_WHAT YOU WILL DO_
Copy each line below holding "bent".

[Point localization data]
━━━━
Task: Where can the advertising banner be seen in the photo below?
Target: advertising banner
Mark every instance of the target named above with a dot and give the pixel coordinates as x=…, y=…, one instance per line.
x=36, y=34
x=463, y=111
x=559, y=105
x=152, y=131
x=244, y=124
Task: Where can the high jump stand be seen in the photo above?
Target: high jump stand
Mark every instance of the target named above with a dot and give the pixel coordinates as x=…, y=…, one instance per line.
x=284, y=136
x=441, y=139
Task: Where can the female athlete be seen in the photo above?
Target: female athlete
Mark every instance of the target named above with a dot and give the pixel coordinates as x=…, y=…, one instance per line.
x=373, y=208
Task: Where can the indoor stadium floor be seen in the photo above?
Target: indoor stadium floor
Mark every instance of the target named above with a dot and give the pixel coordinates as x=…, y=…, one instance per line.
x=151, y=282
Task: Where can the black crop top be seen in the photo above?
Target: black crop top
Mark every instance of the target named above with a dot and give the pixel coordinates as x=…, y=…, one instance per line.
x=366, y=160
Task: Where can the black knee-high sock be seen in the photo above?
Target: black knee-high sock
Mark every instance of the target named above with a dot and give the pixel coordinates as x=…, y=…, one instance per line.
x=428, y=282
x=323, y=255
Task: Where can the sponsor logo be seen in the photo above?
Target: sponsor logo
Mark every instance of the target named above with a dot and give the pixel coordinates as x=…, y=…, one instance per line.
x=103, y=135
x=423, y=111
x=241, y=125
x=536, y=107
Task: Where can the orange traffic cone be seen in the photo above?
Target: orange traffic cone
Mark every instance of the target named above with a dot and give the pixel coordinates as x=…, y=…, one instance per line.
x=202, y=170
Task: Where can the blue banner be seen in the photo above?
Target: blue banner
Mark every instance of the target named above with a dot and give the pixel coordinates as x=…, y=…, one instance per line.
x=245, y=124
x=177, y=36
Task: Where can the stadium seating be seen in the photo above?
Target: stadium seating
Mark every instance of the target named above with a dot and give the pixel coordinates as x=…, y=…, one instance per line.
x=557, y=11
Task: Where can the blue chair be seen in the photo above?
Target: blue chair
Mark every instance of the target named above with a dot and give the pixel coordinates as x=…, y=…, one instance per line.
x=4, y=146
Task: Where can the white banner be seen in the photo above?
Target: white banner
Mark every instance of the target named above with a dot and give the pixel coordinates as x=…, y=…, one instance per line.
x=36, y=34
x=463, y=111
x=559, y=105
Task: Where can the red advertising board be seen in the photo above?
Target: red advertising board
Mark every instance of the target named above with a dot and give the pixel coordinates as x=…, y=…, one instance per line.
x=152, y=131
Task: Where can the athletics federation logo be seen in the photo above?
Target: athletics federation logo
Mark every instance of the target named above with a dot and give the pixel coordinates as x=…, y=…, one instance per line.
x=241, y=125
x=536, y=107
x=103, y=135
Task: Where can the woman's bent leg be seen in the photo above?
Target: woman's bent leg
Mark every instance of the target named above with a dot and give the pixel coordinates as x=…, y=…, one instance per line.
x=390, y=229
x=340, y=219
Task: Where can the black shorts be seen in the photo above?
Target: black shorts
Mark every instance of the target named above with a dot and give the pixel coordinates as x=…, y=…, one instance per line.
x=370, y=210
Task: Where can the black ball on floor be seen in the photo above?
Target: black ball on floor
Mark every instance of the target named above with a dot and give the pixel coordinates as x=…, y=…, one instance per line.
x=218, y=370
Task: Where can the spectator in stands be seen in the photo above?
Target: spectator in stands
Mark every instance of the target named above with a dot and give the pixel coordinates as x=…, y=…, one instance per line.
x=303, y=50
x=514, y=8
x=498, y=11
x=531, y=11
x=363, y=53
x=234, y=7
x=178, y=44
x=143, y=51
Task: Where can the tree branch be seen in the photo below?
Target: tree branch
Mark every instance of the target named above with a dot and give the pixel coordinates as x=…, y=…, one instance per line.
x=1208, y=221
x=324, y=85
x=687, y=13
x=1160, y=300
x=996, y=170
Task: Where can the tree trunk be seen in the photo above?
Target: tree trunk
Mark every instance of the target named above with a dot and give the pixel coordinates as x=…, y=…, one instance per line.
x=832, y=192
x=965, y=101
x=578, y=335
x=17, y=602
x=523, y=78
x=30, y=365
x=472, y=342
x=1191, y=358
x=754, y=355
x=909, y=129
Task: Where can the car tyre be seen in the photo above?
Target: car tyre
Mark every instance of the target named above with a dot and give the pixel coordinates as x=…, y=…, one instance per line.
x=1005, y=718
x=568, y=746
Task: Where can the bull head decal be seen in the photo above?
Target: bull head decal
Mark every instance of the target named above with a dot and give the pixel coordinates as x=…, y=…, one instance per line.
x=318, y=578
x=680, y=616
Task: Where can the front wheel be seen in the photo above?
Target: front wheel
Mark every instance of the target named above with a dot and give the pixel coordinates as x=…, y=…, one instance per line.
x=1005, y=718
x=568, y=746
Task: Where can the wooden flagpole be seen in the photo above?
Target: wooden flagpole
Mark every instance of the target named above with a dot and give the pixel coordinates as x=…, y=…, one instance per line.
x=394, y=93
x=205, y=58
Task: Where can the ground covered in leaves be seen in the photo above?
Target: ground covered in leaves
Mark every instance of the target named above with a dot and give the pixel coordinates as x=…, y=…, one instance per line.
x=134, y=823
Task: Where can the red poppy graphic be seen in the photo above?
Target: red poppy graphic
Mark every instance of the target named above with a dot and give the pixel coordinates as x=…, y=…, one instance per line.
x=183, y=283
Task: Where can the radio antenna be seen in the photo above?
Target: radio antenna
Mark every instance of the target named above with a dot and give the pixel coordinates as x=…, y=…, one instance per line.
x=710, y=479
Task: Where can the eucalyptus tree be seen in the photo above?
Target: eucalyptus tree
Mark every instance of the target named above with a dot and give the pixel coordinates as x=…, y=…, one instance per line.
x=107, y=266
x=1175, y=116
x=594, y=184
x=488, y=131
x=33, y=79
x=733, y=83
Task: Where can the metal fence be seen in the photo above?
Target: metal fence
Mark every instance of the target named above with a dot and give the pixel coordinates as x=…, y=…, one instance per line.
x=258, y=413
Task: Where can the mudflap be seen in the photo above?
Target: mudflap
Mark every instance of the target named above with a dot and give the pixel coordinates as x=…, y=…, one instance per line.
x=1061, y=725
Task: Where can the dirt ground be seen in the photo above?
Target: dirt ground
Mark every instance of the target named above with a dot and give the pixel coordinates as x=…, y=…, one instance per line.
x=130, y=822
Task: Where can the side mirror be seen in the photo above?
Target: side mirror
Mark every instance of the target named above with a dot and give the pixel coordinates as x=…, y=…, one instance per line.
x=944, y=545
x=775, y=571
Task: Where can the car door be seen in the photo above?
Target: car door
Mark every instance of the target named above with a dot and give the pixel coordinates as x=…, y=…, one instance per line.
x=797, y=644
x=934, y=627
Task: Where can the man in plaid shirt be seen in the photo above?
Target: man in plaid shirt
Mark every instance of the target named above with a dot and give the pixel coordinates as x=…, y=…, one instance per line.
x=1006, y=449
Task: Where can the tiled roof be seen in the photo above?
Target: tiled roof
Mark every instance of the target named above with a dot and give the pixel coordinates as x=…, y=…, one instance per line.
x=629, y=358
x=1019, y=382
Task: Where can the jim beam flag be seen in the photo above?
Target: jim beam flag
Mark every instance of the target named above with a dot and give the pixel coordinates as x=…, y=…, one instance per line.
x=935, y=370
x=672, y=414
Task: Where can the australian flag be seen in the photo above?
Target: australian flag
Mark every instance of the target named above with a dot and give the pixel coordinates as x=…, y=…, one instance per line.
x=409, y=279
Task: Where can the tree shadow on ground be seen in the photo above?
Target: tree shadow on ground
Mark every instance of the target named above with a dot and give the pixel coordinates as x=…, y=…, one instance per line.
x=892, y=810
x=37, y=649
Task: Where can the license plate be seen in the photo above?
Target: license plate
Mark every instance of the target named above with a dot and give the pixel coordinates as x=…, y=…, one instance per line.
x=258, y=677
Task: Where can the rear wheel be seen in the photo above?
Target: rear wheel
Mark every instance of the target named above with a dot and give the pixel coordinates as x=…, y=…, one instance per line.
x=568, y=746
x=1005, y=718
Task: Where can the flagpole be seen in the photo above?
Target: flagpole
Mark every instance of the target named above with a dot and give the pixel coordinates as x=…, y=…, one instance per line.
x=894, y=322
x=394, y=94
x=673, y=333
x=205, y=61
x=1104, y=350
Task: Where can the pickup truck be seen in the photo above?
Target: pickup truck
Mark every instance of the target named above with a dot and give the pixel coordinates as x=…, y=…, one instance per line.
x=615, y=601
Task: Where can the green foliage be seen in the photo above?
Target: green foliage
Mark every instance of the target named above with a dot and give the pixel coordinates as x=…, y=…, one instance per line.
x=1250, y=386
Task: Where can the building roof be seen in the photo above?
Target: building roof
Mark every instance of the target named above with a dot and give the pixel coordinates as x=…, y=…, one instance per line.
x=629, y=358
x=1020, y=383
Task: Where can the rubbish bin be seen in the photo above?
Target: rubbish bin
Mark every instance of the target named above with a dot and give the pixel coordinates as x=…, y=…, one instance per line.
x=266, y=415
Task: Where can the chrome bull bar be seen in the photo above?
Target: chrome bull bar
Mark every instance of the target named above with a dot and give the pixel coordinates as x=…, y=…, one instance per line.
━━━━
_ANSWER FOR THE TASK_
Task: Where can the woman's bent leg be seen in the photo above?
Target: woman's bent leg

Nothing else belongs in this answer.